▶ [Your assignment]:
Each line from the one that has "Species-survey task: indicate the green" through the end of the entries below must be written out exactly; leave out all other lines.

▶ [Provided entries]:
########

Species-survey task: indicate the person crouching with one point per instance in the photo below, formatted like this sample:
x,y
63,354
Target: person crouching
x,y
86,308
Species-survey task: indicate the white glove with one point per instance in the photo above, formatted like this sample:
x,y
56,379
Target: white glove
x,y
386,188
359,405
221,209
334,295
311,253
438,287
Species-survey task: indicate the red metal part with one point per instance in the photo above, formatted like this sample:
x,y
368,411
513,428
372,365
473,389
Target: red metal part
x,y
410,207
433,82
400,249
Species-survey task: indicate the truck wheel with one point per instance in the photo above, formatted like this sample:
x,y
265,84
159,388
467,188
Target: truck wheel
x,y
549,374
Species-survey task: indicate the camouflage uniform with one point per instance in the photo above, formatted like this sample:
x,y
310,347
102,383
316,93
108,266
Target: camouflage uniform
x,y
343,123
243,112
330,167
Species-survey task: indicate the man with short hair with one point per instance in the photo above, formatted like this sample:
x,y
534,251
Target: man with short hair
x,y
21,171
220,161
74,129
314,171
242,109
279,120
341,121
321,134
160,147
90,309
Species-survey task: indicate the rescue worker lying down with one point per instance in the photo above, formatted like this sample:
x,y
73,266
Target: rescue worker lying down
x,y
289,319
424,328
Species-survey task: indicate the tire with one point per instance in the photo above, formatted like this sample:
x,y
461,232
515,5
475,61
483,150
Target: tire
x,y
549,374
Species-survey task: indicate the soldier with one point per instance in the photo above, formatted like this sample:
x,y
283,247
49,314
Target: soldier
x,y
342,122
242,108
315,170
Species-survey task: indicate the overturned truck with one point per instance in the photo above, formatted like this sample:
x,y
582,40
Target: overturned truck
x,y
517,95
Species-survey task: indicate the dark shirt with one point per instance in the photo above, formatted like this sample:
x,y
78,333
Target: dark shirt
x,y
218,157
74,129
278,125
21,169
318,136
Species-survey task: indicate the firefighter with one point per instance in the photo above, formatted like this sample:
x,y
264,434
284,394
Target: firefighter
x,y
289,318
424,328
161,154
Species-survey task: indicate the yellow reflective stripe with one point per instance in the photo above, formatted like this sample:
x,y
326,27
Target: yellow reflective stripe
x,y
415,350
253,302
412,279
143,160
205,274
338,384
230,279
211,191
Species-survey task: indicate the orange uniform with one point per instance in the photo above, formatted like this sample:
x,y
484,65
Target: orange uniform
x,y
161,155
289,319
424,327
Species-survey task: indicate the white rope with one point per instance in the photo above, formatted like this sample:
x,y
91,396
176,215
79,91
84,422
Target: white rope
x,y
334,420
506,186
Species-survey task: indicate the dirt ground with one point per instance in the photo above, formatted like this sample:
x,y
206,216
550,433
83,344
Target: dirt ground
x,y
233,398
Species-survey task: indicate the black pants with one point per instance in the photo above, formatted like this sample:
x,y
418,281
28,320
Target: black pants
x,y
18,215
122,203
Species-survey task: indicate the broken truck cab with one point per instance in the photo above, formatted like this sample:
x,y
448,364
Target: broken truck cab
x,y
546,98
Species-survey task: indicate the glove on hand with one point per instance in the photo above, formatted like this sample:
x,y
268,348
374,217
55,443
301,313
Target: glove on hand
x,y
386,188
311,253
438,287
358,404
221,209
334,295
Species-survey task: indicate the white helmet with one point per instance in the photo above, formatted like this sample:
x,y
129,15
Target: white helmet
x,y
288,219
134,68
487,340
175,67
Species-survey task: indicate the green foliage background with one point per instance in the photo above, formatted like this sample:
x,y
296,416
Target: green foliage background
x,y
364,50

########

▶ [Solution]:
Species-survey task: indicate the green foliage background with one point per instance in the photo above, formatted like this sample:
x,y
296,416
Target: green foliage background
x,y
364,50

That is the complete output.